Text excerpt.
_ _ _ _
Why Students Need Anchors to Read?
What do persistent spelling errors in English and character mix-ups in Chinese reveal about how literacy actually works? Drawing on Dr. Fan’s cross-linguistic teaching experience, this essay explores a deeper pattern across languages. Read the article, originally published in Education Week.
How Meaning Anchors Form Across Languages
Originally published in Education Week, November 2025.
A Training That Changed How I See Literacy
When Arkansas introduced mandatory statewide literacy training several years ago, I didn’t expect much.
Like many teachers, I assumed I’d click through this long series of videos, complete the quiz, and move on.
But I didn’t.
I slowed down.
I paused.
I took notes—pages of notes.
This cognitive science–backed training struck a nerve.
It reflected how many of our students struggle with spelling—not because they lack understanding, but because they haven’t associated the written form with enough meaning to make the spelling stick.
The Weak Anchoring Effect
They confuse their vs. there, your vs. you’re, its vs. it’s, or then vs. than.
_ _ _ _
Instructions for the task. In the literacy essay, which state introduced mandatory statewide literacy training several years ago?

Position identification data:
_ _ _ _
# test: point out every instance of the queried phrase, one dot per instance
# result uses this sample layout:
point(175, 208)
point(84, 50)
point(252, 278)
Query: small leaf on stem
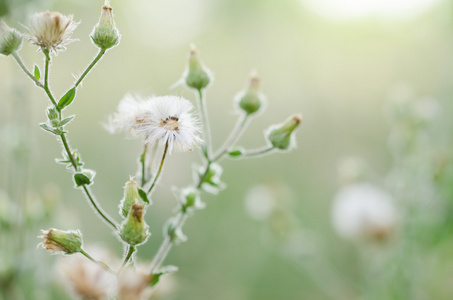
point(81, 179)
point(66, 99)
point(143, 195)
point(37, 73)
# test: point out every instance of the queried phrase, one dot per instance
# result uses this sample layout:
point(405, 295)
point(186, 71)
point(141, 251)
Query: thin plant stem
_ _ _ _
Exercise result. Arkansas